[Records of labeled points]
—————
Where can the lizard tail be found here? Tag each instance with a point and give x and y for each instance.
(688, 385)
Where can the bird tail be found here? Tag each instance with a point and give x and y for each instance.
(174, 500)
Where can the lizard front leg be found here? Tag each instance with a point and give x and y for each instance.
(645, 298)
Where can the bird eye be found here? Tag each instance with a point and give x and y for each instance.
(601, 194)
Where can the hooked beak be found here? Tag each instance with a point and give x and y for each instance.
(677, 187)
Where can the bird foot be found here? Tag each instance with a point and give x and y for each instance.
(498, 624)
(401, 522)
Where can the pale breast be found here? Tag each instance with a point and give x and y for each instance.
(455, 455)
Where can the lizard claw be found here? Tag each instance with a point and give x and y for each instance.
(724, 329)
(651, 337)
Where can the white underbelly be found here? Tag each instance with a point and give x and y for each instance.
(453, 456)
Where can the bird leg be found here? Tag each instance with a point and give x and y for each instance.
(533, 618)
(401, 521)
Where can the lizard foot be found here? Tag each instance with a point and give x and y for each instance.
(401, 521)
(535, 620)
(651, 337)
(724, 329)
—————
- **Do this**
Reproduce the entries word for word, starting with the line that contains "Where can the bird leg" and continuing through the final line of the entries.

- **Solution to this problem**
Where can the bird leg be found here? Tag each instance with a point and give x and y for each instance.
(533, 618)
(401, 521)
Where can the lizard foot be found here? Tag each instance with a point and give x and y for each instance.
(401, 521)
(535, 620)
(651, 337)
(724, 329)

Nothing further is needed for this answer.